Start with the line containing "Pin every instance of the rainbow" and write out each line through the end of the listing, exactly as given.

* Data for processing
** BEGIN **

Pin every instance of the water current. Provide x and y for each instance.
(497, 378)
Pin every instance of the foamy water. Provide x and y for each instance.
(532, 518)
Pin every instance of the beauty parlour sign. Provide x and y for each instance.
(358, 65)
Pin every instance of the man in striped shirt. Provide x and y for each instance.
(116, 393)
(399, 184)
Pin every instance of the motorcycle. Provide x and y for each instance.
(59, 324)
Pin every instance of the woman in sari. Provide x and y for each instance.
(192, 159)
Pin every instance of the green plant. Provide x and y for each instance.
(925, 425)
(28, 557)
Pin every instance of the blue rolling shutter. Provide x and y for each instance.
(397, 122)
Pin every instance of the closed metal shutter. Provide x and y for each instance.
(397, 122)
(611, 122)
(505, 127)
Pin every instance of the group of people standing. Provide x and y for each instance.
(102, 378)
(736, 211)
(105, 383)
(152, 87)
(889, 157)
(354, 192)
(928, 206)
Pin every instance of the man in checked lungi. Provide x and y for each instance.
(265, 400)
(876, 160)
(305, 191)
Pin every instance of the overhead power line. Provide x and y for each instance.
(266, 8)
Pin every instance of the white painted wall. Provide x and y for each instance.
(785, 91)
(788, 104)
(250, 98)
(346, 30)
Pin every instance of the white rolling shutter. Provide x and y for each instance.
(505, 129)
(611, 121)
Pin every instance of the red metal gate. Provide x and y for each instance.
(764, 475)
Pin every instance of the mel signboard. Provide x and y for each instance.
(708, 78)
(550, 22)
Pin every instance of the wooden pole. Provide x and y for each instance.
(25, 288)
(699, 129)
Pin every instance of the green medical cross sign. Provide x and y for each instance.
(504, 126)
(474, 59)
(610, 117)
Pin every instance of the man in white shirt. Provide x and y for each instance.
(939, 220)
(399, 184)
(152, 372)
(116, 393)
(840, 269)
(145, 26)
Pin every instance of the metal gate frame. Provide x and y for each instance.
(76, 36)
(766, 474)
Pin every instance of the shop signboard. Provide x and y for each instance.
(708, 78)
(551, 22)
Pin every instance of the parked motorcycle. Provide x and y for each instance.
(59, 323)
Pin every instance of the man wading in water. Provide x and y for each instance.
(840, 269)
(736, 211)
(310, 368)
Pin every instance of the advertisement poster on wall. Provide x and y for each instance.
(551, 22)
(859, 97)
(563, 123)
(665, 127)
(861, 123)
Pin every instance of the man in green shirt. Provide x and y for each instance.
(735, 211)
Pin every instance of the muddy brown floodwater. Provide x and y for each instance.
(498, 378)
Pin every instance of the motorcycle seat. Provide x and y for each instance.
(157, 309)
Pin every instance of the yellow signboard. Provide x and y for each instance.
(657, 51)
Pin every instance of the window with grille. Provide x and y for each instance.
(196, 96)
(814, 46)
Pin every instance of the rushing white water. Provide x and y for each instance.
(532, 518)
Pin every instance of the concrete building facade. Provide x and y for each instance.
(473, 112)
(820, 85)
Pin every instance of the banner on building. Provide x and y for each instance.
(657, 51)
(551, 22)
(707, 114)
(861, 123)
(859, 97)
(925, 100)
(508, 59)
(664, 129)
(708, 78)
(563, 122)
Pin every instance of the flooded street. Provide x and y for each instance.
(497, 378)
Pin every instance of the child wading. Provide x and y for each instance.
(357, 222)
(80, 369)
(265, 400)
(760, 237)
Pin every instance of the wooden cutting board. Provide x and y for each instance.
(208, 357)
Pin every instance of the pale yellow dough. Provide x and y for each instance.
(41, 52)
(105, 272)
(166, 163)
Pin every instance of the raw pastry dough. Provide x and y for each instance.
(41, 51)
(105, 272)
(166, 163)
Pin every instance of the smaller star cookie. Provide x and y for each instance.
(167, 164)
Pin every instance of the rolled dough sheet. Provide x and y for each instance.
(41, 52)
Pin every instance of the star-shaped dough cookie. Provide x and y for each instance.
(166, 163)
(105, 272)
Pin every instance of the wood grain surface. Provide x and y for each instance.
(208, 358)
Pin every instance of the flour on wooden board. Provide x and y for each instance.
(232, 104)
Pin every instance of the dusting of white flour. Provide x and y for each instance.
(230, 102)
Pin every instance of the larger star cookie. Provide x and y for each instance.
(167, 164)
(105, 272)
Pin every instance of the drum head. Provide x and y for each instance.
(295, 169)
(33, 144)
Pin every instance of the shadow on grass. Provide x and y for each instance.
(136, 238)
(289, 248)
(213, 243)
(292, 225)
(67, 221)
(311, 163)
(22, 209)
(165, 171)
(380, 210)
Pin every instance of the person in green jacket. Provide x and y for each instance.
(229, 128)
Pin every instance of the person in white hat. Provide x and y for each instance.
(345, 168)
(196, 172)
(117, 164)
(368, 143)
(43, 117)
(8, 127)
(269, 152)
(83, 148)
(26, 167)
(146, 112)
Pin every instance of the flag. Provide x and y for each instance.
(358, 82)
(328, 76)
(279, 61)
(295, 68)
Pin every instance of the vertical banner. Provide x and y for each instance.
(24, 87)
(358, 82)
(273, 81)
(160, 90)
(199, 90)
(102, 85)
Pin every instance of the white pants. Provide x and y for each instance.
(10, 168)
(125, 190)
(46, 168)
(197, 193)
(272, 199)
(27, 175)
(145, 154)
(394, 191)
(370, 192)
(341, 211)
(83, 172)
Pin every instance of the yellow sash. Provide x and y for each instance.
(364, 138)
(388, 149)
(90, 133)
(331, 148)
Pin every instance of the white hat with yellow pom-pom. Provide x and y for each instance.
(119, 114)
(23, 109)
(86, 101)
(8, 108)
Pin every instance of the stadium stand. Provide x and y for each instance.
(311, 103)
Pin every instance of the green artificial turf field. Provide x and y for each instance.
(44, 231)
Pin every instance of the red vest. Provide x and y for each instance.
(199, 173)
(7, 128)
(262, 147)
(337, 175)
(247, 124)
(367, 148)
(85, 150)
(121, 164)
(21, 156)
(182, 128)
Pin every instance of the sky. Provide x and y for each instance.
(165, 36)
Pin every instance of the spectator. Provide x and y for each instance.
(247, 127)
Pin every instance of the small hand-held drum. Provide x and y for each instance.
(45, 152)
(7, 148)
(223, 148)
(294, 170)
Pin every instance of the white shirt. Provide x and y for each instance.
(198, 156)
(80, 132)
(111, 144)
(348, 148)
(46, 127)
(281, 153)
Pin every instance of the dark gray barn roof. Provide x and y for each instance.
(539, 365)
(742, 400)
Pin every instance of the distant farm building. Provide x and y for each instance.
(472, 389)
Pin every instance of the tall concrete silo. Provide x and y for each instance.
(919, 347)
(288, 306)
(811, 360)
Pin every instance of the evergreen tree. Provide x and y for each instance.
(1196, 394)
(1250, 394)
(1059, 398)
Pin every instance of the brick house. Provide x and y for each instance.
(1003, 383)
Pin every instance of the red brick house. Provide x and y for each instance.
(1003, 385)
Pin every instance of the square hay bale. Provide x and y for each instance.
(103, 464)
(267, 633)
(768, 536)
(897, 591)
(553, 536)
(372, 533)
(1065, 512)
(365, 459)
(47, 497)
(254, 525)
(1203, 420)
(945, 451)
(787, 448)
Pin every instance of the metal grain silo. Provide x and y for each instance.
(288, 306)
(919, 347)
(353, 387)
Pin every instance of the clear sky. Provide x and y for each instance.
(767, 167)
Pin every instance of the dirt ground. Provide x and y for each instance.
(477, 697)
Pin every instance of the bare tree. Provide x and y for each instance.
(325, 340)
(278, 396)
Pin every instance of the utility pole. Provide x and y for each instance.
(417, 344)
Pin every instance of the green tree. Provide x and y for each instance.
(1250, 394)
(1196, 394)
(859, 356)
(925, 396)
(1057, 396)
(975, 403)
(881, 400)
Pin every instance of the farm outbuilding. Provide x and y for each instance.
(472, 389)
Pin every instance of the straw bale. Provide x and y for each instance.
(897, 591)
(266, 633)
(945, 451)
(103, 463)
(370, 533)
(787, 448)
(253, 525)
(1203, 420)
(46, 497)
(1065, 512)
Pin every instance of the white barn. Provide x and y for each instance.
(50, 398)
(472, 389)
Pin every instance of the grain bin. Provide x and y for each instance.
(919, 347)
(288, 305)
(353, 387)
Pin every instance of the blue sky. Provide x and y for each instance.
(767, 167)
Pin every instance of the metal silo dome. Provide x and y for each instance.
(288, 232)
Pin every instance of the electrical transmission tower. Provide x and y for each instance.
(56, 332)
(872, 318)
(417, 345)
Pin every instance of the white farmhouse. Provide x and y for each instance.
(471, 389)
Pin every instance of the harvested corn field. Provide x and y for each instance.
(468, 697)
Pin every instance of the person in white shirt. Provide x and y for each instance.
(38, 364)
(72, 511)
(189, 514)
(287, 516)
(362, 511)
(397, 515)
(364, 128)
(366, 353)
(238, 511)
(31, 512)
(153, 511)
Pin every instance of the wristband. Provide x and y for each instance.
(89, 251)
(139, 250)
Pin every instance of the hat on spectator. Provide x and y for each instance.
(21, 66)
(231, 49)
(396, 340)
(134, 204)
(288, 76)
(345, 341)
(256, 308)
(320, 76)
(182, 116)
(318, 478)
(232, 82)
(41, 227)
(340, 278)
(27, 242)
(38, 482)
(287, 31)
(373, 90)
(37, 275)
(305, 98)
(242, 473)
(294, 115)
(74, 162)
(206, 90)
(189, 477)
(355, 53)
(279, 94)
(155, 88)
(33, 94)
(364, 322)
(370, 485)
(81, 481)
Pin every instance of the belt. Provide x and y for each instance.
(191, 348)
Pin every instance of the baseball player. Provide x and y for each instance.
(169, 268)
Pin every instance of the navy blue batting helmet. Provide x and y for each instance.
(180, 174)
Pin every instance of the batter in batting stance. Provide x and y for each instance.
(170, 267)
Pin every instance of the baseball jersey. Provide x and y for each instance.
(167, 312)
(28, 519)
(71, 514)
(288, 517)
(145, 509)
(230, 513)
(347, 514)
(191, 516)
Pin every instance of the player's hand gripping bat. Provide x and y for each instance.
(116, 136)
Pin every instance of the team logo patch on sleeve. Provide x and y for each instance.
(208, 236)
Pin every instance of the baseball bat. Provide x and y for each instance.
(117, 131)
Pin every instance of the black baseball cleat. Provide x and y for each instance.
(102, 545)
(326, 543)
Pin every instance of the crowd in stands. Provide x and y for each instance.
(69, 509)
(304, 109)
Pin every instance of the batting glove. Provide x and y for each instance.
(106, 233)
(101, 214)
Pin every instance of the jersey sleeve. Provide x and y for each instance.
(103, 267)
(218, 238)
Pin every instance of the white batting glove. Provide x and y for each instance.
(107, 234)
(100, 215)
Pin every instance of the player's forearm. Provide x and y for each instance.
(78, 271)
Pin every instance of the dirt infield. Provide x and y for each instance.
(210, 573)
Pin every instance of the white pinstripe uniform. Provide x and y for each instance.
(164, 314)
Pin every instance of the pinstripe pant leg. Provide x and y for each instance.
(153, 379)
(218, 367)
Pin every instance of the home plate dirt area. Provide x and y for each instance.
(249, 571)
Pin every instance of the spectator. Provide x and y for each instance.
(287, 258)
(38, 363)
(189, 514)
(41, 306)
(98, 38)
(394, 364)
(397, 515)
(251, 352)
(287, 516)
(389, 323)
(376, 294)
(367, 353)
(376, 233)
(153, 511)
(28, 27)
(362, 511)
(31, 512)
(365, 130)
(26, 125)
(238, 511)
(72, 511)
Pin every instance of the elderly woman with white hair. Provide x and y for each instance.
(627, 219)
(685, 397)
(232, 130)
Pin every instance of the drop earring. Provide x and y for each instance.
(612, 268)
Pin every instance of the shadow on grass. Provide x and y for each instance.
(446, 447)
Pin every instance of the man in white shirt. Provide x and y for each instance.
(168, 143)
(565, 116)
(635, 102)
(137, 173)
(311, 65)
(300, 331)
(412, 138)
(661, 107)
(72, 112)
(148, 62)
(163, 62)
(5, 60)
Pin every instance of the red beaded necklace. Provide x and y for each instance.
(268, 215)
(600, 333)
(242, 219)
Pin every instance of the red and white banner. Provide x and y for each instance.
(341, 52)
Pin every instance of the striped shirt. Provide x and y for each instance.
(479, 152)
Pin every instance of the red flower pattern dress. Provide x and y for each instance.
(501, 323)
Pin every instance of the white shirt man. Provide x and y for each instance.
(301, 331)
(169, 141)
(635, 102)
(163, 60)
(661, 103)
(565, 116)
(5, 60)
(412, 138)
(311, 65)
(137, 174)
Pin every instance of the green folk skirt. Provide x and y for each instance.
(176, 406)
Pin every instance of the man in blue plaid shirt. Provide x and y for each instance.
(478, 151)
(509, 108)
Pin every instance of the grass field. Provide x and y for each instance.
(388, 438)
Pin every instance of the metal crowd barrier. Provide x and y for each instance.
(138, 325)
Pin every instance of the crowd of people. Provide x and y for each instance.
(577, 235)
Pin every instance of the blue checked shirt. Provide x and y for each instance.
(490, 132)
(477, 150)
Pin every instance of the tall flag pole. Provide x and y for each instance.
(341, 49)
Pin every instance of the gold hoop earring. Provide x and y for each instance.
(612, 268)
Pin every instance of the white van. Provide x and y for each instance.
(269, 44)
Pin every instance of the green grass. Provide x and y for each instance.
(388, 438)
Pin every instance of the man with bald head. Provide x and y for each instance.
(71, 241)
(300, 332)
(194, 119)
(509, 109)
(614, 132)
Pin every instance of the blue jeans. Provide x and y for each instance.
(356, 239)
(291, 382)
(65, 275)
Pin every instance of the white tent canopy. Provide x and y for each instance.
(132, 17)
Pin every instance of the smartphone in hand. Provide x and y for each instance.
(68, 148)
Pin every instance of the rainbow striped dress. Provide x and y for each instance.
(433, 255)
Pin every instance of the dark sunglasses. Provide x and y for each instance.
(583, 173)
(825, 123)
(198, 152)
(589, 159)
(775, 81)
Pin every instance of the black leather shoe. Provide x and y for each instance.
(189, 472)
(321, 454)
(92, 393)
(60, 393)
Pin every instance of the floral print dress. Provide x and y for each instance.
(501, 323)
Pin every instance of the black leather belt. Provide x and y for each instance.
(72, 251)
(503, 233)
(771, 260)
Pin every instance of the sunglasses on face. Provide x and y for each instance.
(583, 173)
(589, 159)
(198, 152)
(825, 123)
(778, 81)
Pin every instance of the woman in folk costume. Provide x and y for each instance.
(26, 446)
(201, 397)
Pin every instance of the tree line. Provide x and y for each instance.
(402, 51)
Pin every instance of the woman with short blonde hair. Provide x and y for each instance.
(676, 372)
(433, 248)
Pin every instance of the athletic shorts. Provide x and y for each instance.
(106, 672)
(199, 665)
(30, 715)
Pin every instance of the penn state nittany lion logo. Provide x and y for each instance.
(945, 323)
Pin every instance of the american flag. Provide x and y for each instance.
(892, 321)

** END **

* Answer for the task
Pin every instance of the rainbow striped dress. Provide x and y for each instance.
(433, 255)
Pin every instance of the dark sunglasses. Provide x and y for each instance.
(583, 173)
(825, 123)
(198, 152)
(589, 159)
(775, 81)
Pin every instance of the black leather shoe. Provide x and y for each instance.
(189, 472)
(321, 454)
(92, 393)
(60, 393)
Pin every instance of the floral print dress. Provide x and y for each instance.
(501, 323)
Pin every instance of the black leather belt. Provide x and y for each instance.
(72, 251)
(503, 233)
(771, 260)
Pin every instance of the sunglasses on face. Provide x and y for each instance.
(583, 173)
(589, 159)
(198, 152)
(825, 123)
(778, 81)
Pin every instance of the woman in folk costume. Provide x and y for each instance.
(26, 446)
(201, 397)
Pin every instance of the tree line. Provide x and y for each instance.
(402, 51)
Pin every instance of the woman with short blonde hair. Provide x and y for each instance.
(676, 372)
(433, 248)
Pin every instance of the athletic shorts. Provide x and y for each instance.
(106, 672)
(199, 665)
(30, 715)
Pin every instance of the penn state nittany lion logo. Provide x and y for each instance.
(945, 323)
Pin every instance of the american flag. Provide x and y for each instance.
(892, 321)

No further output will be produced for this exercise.